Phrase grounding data
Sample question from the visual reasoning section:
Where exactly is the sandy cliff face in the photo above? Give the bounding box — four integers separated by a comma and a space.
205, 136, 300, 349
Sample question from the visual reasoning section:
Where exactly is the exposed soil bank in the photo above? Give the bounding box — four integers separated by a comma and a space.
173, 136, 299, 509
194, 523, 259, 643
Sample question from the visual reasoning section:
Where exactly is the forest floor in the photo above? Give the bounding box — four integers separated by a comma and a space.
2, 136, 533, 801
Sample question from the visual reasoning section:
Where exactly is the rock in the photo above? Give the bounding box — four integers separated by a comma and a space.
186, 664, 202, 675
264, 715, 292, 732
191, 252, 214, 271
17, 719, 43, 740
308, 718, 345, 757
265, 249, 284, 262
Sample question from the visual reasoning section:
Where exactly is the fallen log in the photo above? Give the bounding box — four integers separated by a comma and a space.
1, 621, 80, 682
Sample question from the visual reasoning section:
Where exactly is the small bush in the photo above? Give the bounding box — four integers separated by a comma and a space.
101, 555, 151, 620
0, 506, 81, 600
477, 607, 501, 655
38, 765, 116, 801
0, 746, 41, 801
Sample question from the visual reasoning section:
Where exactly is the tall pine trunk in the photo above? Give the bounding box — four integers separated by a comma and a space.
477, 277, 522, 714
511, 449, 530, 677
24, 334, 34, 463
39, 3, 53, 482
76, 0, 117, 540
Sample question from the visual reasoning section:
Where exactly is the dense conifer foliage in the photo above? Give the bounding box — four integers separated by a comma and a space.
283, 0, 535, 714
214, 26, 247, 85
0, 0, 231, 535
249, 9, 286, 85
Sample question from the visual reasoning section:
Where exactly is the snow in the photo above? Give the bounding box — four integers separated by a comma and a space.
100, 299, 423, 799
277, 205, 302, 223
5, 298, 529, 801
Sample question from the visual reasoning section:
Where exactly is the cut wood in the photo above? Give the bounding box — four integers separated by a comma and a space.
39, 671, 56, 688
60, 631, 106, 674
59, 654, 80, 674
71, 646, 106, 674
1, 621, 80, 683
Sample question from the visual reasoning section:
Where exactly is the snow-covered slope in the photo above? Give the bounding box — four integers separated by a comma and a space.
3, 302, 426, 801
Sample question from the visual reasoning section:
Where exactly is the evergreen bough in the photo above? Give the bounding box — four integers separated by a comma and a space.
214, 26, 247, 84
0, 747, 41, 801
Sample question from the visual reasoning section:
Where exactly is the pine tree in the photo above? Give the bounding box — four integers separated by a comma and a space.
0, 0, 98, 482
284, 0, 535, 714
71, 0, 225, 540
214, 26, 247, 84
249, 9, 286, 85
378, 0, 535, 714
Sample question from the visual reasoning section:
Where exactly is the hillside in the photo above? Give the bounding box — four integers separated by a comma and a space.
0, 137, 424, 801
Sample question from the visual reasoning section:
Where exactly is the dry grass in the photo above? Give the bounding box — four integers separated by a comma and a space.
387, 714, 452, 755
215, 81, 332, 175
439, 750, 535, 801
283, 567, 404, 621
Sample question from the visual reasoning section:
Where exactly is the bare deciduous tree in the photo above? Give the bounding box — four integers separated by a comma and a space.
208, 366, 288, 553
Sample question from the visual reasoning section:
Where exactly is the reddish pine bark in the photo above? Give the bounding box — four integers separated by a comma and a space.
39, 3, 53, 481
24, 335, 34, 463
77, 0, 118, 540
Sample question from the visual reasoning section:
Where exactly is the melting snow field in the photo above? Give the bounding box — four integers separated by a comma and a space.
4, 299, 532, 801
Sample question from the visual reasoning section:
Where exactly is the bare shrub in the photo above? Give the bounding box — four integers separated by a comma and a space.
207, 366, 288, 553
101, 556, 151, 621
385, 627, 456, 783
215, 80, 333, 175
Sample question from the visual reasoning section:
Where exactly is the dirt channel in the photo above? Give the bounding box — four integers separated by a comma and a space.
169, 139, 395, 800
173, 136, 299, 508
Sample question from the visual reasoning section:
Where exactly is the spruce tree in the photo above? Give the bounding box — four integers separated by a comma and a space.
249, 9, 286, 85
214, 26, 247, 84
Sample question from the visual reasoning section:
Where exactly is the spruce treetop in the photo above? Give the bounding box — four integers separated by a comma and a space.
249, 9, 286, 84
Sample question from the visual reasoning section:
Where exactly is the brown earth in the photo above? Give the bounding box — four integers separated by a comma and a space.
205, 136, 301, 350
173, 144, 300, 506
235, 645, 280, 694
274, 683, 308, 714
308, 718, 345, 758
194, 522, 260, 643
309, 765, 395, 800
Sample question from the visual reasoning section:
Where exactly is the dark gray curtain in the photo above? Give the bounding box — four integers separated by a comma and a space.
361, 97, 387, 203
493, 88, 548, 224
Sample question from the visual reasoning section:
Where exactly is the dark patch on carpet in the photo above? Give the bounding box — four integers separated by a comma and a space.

WORK TO COMPLETE
The answer must be a word-for-word reproduction of every record above.

RESULT
Sample question from the visual reasoning section:
Where exactly is the sandy cliff face in the photo above? Give the bounding box — four integers separated by a comma and a space.
205, 136, 300, 349
Sample question from the visual reasoning section:
Where exactly is the exposed soil bank in the photo above? Give the bounding box — four integers separated by a comma and a space.
173, 136, 299, 509
194, 523, 259, 643
Sample question from the visual reasoning section:
Where exactly is the forest floor in the photo above? Give the bounding box — four integers separated by a comma and a space.
2, 136, 533, 801
Sample question from the visual reasoning section:
Where exactly is the rock in the photo above? Give the bounding box — four integers separated by a comma and a space.
186, 664, 202, 675
264, 715, 292, 732
191, 252, 214, 271
17, 719, 43, 740
308, 718, 345, 757
265, 249, 284, 262
Sample question from the visual reasoning section:
Where exactly is the fallen log in the photo above? Give the bounding box — four integers separated by a comma and a space.
1, 621, 80, 682
Sample question from the visual reasoning section:
Where exactly is the small bush in the photo above? Give the bounding box — four integers separated by a comma and a space.
101, 555, 151, 620
0, 506, 81, 600
477, 607, 501, 655
38, 765, 116, 801
0, 746, 41, 801
Sample question from the visual reasoning section:
Where exactly is the tall pine trunk in the photo above? Give the bounding box — four integers separated by a comma and a space.
477, 277, 522, 714
511, 449, 530, 677
24, 334, 34, 463
39, 3, 53, 482
76, 0, 117, 540
Sample question from the visual reasoning section:
Where exactly is the dense conifer foliage in the photo above? Give the bounding box — four integers separated by a comma and a space.
283, 0, 535, 714
214, 26, 247, 85
0, 0, 231, 535
249, 9, 286, 85
Sample question from the visual reasoning section:
Where exactly is the snow in the photo above? Give the bounding box — four integers separated by a comma and a space.
100, 299, 423, 799
277, 205, 302, 223
5, 298, 529, 801
Sample question from the visual reasoning section:
Where exactly is the cut wood in the photo above? Give the bounding box — four integers separated by a comma and a space.
39, 671, 56, 688
60, 631, 106, 674
59, 654, 80, 674
71, 646, 106, 674
1, 621, 80, 683
Sample question from the visual reasoning section:
Where exactly is the snow-covered slope in the photo above? Give the bounding box — four integers separated by a comma and a space.
3, 302, 426, 801
Sample question from the visual reasoning section:
Where exactly is the evergreen bough in the photo above? Give the bounding box — four integers separated by a comma and a space.
214, 26, 247, 84
0, 747, 41, 801
Sample question from the visual reasoning section:
Where exactly is the pine tree in the photo above? Give the bounding box — four integers separated by a comma and a space.
0, 0, 98, 482
284, 0, 535, 714
71, 0, 225, 540
214, 26, 247, 84
249, 9, 286, 85
378, 0, 535, 714
Sample question from the visual reasoning section:
Where exactly is the hillside in the photo above? Give the bounding box — four integers separated by a comma and a space.
0, 137, 424, 801
Sample question from the visual reasoning section:
Where exactly is the dry grass in the photo above? Give the bounding box — four integers separated by a comma and a space.
387, 714, 452, 755
215, 81, 332, 175
439, 750, 535, 801
283, 567, 404, 621
Sample question from the visual reasoning section:
Where exactly is the bare deciduous tree in the photo above? Give the bounding box — four integers separated by a comma and a space.
208, 366, 288, 553
Sample question from the visual reasoning section:
Where exactly is the reddish pine bark in the photo above? Give the bounding box — four integers separated by a comma and a space.
39, 3, 53, 481
24, 335, 34, 463
77, 0, 118, 540
Sample question from the visual reasoning section:
Where exactly is the melting snow field in the photo above? Give the bounding box — four integers separated by a comma and a space.
4, 299, 532, 801
Sample question from the visual reasoning section:
Where exactly is the bare shrub in the photo above? Give the bounding box — four integers separated by a comma and a space.
207, 366, 288, 553
101, 556, 151, 621
385, 627, 456, 783
215, 80, 333, 175
Sample question from the visual reasoning section:
Where exactly is the dirt channel in the photo above? Give the bounding box — four integers separated by a comma and a space.
169, 139, 395, 800
173, 136, 299, 508
Sample question from the visual reasoning section:
Where exactly is the spruce tree in the photo above? Give the bounding box — four integers separated by a comma and a space.
249, 9, 286, 85
214, 26, 247, 84
Sample question from the visual reasoning section:
Where exactly is the spruce treetop in the photo above? Give the bounding box — four integers separated by a comma and a space.
249, 9, 286, 84
Sample question from the visual reasoning section:
Where exactly is the brown earth in the photo above? Give the bounding box — four integers separated by a comma and a space.
205, 136, 301, 350
173, 144, 300, 506
235, 645, 280, 694
274, 683, 308, 714
308, 718, 345, 758
194, 522, 260, 643
309, 765, 395, 800
Sample question from the visual reasoning section:
Where exactly is the dark gray curtain in the photo above? Give the bounding box — four integers separated by a comma and a space.
361, 97, 387, 203
493, 88, 548, 224
Sample question from the visual reasoning section:
Where exactly is the dark patch on carpet in the photo above? Give the bounding box — four integers separated by a comma and a space.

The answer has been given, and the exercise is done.